** SOURCE PASSAGE follows **

Nine Perfect Red Flags: What Nine Perfect Strangers Can Teach You

Why the Retreat in Nine Perfect Strangers Season 2 Represents Everything You Should Avoid in a Retreat

For me, retreats should be places of healing, reflection, and genuine personal growth. When I watched Nine Perfect Strangers season 2, I couldn’t help but think: this is a masterclass in what not to look for. The fictional retreat is packed with red flags—and I’ve pulled out nine that, in real life, would make me walk away fast.

1. Charismatic Leaders Who Demand Total Obedience
What stood out to me straight away was the pressure to surrender to one person’s authority. For me, a healthy retreat should empower, not create dependency on a leader’s personality or power. If it feels cult-like, that’s my cue to leave.

2. Secretive or Extreme Methods
I noticed participants being exposed to practices without full transparency, and often against their better judgment. Personally, I’d never join a retreat unless I have some kind of idea of what was involved – without wishing to lose some of the joy of uncertainty. Any place that relies on secrecy or shock tactics is a no from me.

3. Blurred Boundaries and Ethics
The facilitators in the show get far too entangled in people’s struggles. I value retreats that hold strong professional boundaries; they’re what make a space feel safe and respectful.

4. One-Size-Fits-All Healing
Watching everyone pushed through the same intense processes, regardless of their history, really stood out to me as a problem. Healing is so personal. For me, a good retreat recognises that and honours each person’s pace and needs.

5. Quick-Fix Promises
The seductive promise of instant transformation might work in fiction, but I know from experience it doesn’t in real life. Growth takes time, integration, and gentleness. Any retreat offering instant enlightenment would instantly lose my trust.

6. Isolation and Pressure
In the series, participants are cut off from the outside world with little room to say no. I actually love the idea of unplugging, but only when it’s a choice. For me, a safe retreat must give participants freedom, not take it away.

7. Emotional Manipulation
Whilst it makes for good drama, guilt and shame were used to keep people compliant. For me, a genuine retreat supports autonomy and emotional safety—it never exploits vulnerability.

8. Lack of Support for Integration
I found it striking how intense experiences were left hanging, with no real guidance for participants afterwards. Integration is everything. Without it, insights just get lost—or worse, they can feel destabilising.

9. Focus on Drama over Healing
Ultimately, the retreat on screen was driven more by spectacle and conflict than by real growth. For me, the best retreats are about creating gentle, reflective, and truly supportive environments. And Masha’s approach to psychedelics – that’s another nine red flags and watch this space for further reflections on this.

 

9 Signs You’re in a Retreat That Truly Honours You

Eppie Wells, Retreat leader

Eppie Wells, Retreat leader

1. Presence and Care from the Leader
You deserve a retreat leader who can hold all parts of you—the shining, the struggling, and the unspoken—with attention, warmth, and steadiness. As Simon Yugler writes, “Creating intentional space is an art that has everything to do with the presence of the person holding it…” Unlike Masha, a good retreat leader will meet and welcome you at the door.

** End of SOURCE PASSAGE **
** RECORD EXCERPTS follows **

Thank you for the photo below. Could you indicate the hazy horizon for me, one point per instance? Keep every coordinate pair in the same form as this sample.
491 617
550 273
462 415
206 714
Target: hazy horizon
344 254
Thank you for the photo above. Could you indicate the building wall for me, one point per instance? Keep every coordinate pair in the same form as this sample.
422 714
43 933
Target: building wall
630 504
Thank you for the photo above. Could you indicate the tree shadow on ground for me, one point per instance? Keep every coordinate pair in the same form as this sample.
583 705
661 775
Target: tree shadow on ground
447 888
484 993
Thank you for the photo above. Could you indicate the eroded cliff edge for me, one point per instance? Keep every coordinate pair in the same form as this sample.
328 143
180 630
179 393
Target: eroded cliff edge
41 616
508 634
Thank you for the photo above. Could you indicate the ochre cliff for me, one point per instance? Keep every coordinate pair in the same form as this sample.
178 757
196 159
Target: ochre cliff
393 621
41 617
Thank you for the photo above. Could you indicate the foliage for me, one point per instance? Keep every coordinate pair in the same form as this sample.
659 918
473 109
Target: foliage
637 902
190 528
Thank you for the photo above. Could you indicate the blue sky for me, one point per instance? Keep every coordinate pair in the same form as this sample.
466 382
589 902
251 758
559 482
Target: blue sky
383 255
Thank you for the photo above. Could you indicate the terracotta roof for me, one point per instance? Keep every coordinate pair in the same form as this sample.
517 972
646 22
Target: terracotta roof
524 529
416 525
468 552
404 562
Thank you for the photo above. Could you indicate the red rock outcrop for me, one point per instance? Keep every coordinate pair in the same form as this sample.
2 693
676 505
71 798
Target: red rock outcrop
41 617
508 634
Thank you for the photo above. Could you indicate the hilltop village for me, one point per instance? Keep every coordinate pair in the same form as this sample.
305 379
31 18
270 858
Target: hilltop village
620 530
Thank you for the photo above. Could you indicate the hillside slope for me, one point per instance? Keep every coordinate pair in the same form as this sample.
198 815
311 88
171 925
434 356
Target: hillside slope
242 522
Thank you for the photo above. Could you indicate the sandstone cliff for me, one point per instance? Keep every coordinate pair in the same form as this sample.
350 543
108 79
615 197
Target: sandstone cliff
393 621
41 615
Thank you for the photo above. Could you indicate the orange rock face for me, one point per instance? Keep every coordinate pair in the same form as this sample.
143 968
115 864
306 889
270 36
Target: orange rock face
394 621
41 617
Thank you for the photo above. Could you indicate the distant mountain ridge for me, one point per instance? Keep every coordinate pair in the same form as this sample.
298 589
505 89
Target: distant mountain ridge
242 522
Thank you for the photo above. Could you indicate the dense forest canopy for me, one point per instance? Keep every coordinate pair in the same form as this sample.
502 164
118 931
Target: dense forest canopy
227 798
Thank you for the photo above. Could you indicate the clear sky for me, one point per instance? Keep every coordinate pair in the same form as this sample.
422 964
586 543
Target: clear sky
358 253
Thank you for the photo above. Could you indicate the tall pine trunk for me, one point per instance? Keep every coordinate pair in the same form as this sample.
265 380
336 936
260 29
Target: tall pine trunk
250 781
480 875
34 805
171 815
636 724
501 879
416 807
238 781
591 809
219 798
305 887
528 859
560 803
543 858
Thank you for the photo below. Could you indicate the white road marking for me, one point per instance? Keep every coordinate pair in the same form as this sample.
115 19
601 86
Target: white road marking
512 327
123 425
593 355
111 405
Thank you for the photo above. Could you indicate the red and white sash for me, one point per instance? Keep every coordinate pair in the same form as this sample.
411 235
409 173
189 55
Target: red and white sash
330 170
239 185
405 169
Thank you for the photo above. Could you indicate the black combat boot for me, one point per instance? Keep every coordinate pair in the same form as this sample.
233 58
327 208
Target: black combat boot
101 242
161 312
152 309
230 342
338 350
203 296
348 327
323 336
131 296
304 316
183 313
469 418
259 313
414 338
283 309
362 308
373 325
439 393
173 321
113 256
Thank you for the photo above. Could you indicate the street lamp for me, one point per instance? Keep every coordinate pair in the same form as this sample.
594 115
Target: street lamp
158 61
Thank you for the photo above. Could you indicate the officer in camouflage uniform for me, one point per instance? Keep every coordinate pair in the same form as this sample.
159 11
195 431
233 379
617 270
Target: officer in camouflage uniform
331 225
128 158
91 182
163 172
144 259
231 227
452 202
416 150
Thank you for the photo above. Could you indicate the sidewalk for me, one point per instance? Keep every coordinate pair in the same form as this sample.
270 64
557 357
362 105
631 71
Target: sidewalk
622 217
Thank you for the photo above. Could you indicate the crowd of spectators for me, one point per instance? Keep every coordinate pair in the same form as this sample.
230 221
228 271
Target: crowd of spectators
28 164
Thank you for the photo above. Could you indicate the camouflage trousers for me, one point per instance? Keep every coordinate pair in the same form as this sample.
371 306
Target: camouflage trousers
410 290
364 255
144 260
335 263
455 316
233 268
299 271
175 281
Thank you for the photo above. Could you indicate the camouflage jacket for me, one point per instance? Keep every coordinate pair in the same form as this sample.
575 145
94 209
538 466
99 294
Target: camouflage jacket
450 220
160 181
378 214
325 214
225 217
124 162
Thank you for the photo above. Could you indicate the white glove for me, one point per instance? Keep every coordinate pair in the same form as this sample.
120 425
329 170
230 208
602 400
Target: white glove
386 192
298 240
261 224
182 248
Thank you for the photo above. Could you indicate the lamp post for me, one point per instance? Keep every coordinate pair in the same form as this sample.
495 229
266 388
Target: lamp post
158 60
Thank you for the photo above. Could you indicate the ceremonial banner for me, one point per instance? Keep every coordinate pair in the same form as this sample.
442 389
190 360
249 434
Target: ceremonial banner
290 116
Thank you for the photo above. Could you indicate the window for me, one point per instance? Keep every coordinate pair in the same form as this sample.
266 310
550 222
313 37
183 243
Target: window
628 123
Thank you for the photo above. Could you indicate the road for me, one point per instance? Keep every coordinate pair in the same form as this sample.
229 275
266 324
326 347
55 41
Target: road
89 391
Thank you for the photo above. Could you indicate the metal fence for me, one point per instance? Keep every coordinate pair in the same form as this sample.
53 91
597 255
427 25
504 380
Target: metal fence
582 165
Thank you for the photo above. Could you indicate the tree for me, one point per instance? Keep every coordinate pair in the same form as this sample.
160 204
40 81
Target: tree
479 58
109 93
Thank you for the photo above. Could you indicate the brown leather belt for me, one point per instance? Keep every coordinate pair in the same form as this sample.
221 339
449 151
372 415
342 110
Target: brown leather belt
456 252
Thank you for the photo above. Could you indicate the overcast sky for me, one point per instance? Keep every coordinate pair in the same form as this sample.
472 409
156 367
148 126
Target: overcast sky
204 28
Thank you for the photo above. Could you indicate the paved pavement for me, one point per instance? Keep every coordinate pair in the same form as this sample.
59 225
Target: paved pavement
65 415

** End of RECORD EXCERPTS **

> [TASK SET]
[a] Using the retreat article, decide whether each statement agrees with it, answering yes or no and quoting the words that settle it: (i) The writer enjoys unplugging only when it is a choice. (ii) The writer thinks the same process suits everyone's healing. (iii) Masha meets and welcomes guests at the door.
[b] Duplicate the part of the retreat article that runs between "For me, retreats" and "cue to leave.", inclusive.

> [EXPECTED OUTPUTS]
[a]
(i) Yes: "I actually love the idea of unplugging, but only when it’s a choice."
(ii) No: "Healing is so personal."
(iii) No: "Unlike Masha, a good retreat leader will meet and welcome you at the door."

[b]
For me, retreats should be places of healing, reflection, and genuine personal growth. When I watched Nine Perfect Strangers season 2, I couldn’t help but think: this is a masterclass in what not to look for. The fictional retreat is packed with red flags—and I’ve pulled out nine that, in real life, would make me walk away fast.

1. Charismatic Leaders Who Demand Total Obedience
What stood out to me straight away was the pressure to surrender to one person’s authority. For me, a healthy retreat should empower, not create dependency on a leader’s personality or power. If it feels cult-like, that’s my cue to leave.